*WRITTEN EXERCISE:* Format every one of the lines below as a JSON list of strings, one string per line, with blank lines omitted.
-- Begin --
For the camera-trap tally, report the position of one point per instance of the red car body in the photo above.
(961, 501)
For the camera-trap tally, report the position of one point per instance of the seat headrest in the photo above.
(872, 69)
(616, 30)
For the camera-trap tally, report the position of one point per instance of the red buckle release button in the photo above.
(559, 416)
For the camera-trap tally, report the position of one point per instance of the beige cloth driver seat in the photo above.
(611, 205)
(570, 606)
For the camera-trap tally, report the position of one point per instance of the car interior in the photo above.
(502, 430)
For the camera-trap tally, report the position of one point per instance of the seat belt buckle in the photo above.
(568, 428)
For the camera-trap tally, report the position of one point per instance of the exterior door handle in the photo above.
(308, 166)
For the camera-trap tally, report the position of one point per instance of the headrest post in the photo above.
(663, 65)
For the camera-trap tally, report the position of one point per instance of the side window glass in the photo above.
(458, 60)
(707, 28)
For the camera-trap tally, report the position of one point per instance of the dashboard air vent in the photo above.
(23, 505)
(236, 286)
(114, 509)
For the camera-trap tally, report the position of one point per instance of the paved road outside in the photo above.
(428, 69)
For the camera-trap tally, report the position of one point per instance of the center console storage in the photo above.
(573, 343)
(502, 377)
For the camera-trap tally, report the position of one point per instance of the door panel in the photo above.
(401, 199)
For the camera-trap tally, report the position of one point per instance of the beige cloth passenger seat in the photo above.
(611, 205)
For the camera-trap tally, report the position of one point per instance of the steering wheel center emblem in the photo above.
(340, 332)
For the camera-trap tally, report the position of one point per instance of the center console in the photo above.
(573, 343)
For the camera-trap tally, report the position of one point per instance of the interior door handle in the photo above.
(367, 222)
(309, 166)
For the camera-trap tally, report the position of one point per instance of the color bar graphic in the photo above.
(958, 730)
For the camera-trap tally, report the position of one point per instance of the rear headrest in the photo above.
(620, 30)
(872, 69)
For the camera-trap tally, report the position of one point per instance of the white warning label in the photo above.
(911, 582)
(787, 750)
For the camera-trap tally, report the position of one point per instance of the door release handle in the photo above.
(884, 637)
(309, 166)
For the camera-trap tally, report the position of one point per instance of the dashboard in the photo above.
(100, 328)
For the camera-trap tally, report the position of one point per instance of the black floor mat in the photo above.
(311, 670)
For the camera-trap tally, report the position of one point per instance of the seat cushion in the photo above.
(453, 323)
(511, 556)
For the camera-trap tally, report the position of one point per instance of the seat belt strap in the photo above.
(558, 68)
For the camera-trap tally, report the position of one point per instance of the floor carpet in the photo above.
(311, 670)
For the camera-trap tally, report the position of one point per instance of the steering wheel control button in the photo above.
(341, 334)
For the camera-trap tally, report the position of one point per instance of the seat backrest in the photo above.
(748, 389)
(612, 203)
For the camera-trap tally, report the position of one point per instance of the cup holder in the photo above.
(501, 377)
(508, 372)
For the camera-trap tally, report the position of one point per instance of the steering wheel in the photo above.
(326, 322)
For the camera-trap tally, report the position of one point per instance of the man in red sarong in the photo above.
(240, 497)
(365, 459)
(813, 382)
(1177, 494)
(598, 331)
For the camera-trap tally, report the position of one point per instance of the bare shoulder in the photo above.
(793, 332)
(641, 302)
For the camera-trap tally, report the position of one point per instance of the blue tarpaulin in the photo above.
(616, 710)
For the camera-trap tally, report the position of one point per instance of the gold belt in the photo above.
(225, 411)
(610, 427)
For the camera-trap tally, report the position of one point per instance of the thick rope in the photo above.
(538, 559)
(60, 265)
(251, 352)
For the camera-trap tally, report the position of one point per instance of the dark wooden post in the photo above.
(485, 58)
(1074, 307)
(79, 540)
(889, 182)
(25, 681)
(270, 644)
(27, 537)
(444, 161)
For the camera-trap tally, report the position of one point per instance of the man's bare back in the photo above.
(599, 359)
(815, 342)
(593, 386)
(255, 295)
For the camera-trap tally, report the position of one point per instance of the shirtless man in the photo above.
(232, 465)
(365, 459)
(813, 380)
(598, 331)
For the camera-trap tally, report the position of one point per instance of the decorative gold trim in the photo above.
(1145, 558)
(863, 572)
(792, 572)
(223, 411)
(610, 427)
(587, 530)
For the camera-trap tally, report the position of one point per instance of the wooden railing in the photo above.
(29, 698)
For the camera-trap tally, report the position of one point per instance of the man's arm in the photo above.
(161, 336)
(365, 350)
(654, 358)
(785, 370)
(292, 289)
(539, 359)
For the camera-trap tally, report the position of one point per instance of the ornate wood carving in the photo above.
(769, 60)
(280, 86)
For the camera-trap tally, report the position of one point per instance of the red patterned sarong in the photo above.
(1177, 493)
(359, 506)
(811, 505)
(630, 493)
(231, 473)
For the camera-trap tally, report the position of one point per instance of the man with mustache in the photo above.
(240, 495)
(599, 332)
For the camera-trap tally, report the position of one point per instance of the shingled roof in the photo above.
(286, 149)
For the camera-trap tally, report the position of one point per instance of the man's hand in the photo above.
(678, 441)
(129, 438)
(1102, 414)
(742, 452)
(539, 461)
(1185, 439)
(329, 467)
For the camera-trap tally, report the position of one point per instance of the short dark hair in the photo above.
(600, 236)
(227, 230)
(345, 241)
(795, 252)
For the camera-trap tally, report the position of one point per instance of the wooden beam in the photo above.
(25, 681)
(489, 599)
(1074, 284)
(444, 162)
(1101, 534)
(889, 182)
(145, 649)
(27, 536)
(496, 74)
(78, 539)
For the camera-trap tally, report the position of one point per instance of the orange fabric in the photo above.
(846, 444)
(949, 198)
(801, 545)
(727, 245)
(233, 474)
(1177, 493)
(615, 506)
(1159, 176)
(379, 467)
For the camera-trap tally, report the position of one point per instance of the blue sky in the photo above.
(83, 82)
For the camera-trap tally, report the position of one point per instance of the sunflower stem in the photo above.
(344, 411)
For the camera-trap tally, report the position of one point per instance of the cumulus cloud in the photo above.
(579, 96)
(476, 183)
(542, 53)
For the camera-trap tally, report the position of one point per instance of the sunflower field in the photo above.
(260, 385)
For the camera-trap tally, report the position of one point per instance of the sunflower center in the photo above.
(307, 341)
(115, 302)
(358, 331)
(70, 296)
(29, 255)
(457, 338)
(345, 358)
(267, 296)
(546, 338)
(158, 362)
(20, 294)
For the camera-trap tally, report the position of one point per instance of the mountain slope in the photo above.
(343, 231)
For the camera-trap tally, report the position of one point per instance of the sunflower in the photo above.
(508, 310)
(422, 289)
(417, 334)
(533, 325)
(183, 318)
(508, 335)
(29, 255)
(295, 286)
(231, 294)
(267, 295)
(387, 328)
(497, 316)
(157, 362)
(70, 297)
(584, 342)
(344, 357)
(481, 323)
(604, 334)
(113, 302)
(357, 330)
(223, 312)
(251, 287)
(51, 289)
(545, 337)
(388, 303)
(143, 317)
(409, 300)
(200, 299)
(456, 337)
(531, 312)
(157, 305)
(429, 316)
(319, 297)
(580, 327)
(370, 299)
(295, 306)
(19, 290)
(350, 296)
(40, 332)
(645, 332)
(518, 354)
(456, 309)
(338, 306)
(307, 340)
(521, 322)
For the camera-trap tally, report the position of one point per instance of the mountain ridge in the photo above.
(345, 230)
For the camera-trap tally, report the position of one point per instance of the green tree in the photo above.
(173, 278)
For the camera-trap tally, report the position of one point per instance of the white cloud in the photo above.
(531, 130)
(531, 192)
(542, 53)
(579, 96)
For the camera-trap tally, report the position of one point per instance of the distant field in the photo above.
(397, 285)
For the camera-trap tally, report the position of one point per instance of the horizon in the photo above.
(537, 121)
-- End --
*SOLUTION TO THIS EXERCISE:*
[
  "For the camera-trap tally, report the position of one point per instance of the red car body in the photo above.",
  "(961, 501)",
  "For the camera-trap tally, report the position of one point per instance of the seat headrest in the photo above.",
  "(872, 69)",
  "(616, 30)",
  "For the camera-trap tally, report the position of one point per instance of the red buckle release button in the photo above.",
  "(559, 416)",
  "For the camera-trap tally, report the position of one point per instance of the beige cloth driver seat in the photo above.",
  "(611, 205)",
  "(570, 606)",
  "For the camera-trap tally, report the position of one point per instance of the car interior in the photo above.",
  "(502, 430)",
  "For the camera-trap tally, report the position of one point per instance of the seat belt buckle in the photo above.",
  "(568, 428)",
  "For the camera-trap tally, report the position of one point per instance of the exterior door handle in the photo above.",
  "(308, 166)",
  "For the camera-trap tally, report the position of one point per instance of the headrest post in the photo above.",
  "(663, 65)",
  "For the camera-trap tally, report the position of one point per instance of the side window glass in the photo above.",
  "(458, 60)",
  "(707, 28)",
  "For the camera-trap tally, report the position of one point per instance of the dashboard air vent in the photo above.",
  "(23, 505)",
  "(236, 286)",
  "(114, 509)",
  "For the camera-trap tally, report the position of one point per instance of the paved road outside in the photo above.",
  "(428, 69)",
  "For the camera-trap tally, report the position of one point per instance of the center console storage in the photo above.",
  "(573, 343)",
  "(502, 377)",
  "For the camera-trap tally, report the position of one point per instance of the door panel in the photo above.",
  "(401, 199)",
  "For the camera-trap tally, report the position of one point per instance of the beige cloth passenger seat in the photo above.",
  "(611, 205)",
  "For the camera-trap tally, report the position of one point per instance of the steering wheel center emblem in the photo above.",
  "(340, 332)",
  "For the camera-trap tally, report the position of one point per instance of the center console in the photo above.",
  "(573, 343)",
  "For the camera-trap tally, report the position of one point per instance of the interior door handle in the photo above.",
  "(367, 222)",
  "(309, 166)",
  "For the camera-trap tally, report the position of one point per instance of the color bar graphic in the photo above.",
  "(958, 730)",
  "For the camera-trap tally, report the position of one point per instance of the rear headrest in the photo above.",
  "(620, 30)",
  "(872, 69)",
  "For the camera-trap tally, report the position of one point per instance of the white warning label in the photo above.",
  "(911, 582)",
  "(787, 750)",
  "For the camera-trap tally, report the position of one point per instance of the door release handle in the photo above.",
  "(884, 637)",
  "(309, 166)",
  "For the camera-trap tally, report the position of one point per instance of the dashboard in the photo above.",
  "(100, 328)",
  "For the camera-trap tally, report the position of one point per instance of the black floor mat in the photo above.",
  "(311, 670)",
  "For the camera-trap tally, report the position of one point per instance of the seat cushion in the photo above.",
  "(453, 323)",
  "(511, 556)",
  "For the camera-trap tally, report the position of one point per instance of the seat belt strap in the photo above.",
  "(558, 68)",
  "For the camera-trap tally, report the position of one point per instance of the floor carpet in the photo above.",
  "(311, 670)",
  "For the camera-trap tally, report the position of one point per instance of the steering wheel control button in the photo above.",
  "(341, 334)",
  "For the camera-trap tally, report the position of one point per instance of the seat backrest in the photo above.",
  "(748, 389)",
  "(612, 203)",
  "For the camera-trap tally, report the position of one point per instance of the cup holder in the photo above.",
  "(501, 377)",
  "(508, 372)",
  "For the camera-trap tally, report the position of one point per instance of the steering wheel in the photo above.",
  "(326, 322)",
  "For the camera-trap tally, report the position of one point per instance of the man in red sarong in the photo above.",
  "(240, 497)",
  "(365, 459)",
  "(813, 382)",
  "(1177, 494)",
  "(598, 331)",
  "For the camera-trap tally, report the position of one point per instance of the bare shoulder in the photo above.",
  "(793, 332)",
  "(641, 302)",
  "For the camera-trap tally, report the position of one point per instance of the blue tarpaulin in the photo above.",
  "(616, 710)",
  "For the camera-trap tally, report the position of one point per instance of the gold belt in the photo above.",
  "(225, 411)",
  "(610, 427)",
  "For the camera-trap tally, report the position of one point per instance of the thick rope in the photo above.",
  "(538, 559)",
  "(60, 265)",
  "(251, 352)",
  "For the camera-trap tally, report the position of one point per instance of the dark wooden post in the photo above.",
  "(485, 58)",
  "(1074, 307)",
  "(79, 540)",
  "(889, 182)",
  "(25, 681)",
  "(270, 644)",
  "(27, 537)",
  "(444, 161)",
  "For the camera-trap tally, report the position of one point per instance of the man's bare back in the photo above.",
  "(599, 359)",
  "(815, 342)",
  "(593, 386)",
  "(255, 295)",
  "For the camera-trap tally, report the position of one point per instance of the shirtless man in the photo above.",
  "(232, 465)",
  "(365, 459)",
  "(813, 380)",
  "(598, 331)",
  "For the camera-trap tally, report the position of one point per instance of the decorative gold trim in the photo above.",
  "(1145, 558)",
  "(863, 572)",
  "(792, 572)",
  "(223, 411)",
  "(610, 427)",
  "(587, 530)",
  "For the camera-trap tally, report the position of one point per instance of the wooden railing in the photo above.",
  "(29, 698)",
  "For the camera-trap tally, report the position of one point per instance of the man's arm in the photo above.",
  "(161, 336)",
  "(365, 350)",
  "(654, 358)",
  "(785, 370)",
  "(292, 289)",
  "(539, 359)",
  "For the camera-trap tally, report the position of one point per instance of the ornate wood carving in the photo above.",
  "(769, 60)",
  "(280, 86)",
  "For the camera-trap tally, report the position of one point per instance of the red patterned sarong in the photo above.",
  "(1177, 493)",
  "(359, 506)",
  "(811, 505)",
  "(630, 493)",
  "(231, 473)",
  "For the camera-trap tally, report the position of one point per instance of the man with mustache in the photo above.",
  "(240, 495)",
  "(599, 332)",
  "For the camera-trap tally, report the position of one point per instance of the shingled roof in the photo above.",
  "(286, 149)",
  "For the camera-trap tally, report the position of one point per instance of the man's hand in the photo above.",
  "(678, 441)",
  "(129, 438)",
  "(1102, 414)",
  "(742, 452)",
  "(539, 461)",
  "(1185, 439)",
  "(329, 467)",
  "For the camera-trap tally, report the position of one point per instance of the short dark hair in the photo above.",
  "(600, 236)",
  "(227, 230)",
  "(345, 241)",
  "(795, 252)",
  "For the camera-trap tally, report the position of one point per instance of the wooden beam in the photo above.",
  "(25, 681)",
  "(489, 599)",
  "(1074, 284)",
  "(444, 162)",
  "(1101, 534)",
  "(889, 182)",
  "(145, 649)",
  "(27, 536)",
  "(496, 74)",
  "(78, 539)",
  "For the camera-trap tally, report the position of one point per instance of the orange fabric in the photo above.",
  "(846, 444)",
  "(949, 198)",
  "(801, 545)",
  "(727, 245)",
  "(233, 474)",
  "(1177, 493)",
  "(615, 506)",
  "(1159, 176)",
  "(379, 467)",
  "For the camera-trap tally, report the position of one point per instance of the blue sky in the photo above.",
  "(83, 82)",
  "For the camera-trap tally, report the position of one point per instance of the sunflower stem in the photo above.",
  "(344, 411)",
  "For the camera-trap tally, report the position of one point per instance of the cumulus cloud in the photo above.",
  "(579, 96)",
  "(476, 183)",
  "(542, 53)",
  "For the camera-trap tally, report the position of one point per instance of the sunflower field in the photo above.",
  "(260, 385)",
  "For the camera-trap tally, report the position of one point per instance of the sunflower center in the photo above.",
  "(307, 341)",
  "(115, 302)",
  "(358, 331)",
  "(70, 296)",
  "(29, 255)",
  "(457, 338)",
  "(345, 358)",
  "(267, 296)",
  "(546, 338)",
  "(158, 362)",
  "(20, 294)",
  "For the camera-trap tally, report the position of one point per instance of the mountain slope in the photo above.",
  "(343, 231)",
  "For the camera-trap tally, report the position of one point per instance of the sunflower in the photo above.",
  "(508, 310)",
  "(422, 289)",
  "(417, 334)",
  "(533, 325)",
  "(183, 318)",
  "(508, 335)",
  "(29, 255)",
  "(295, 286)",
  "(231, 294)",
  "(267, 295)",
  "(387, 328)",
  "(497, 316)",
  "(157, 362)",
  "(70, 297)",
  "(584, 342)",
  "(344, 357)",
  "(481, 323)",
  "(604, 334)",
  "(113, 302)",
  "(357, 330)",
  "(223, 312)",
  "(251, 287)",
  "(51, 289)",
  "(545, 337)",
  "(388, 303)",
  "(143, 317)",
  "(409, 300)",
  "(200, 299)",
  "(456, 337)",
  "(531, 312)",
  "(157, 305)",
  "(429, 316)",
  "(319, 297)",
  "(580, 327)",
  "(370, 299)",
  "(295, 306)",
  "(19, 290)",
  "(350, 296)",
  "(40, 332)",
  "(645, 332)",
  "(518, 354)",
  "(456, 309)",
  "(338, 306)",
  "(307, 340)",
  "(521, 322)",
  "For the camera-trap tally, report the position of one point per instance of the mountain ridge in the photo above.",
  "(345, 230)",
  "For the camera-trap tally, report the position of one point per instance of the green tree in the photo above.",
  "(173, 278)",
  "For the camera-trap tally, report the position of one point per instance of the white cloud in the photo above.",
  "(531, 130)",
  "(531, 192)",
  "(542, 53)",
  "(579, 96)",
  "For the camera-trap tally, report the position of one point per instance of the distant field in the photo above.",
  "(397, 285)",
  "For the camera-trap tally, report the position of one point per instance of the horizon in the photo above.",
  "(537, 121)"
]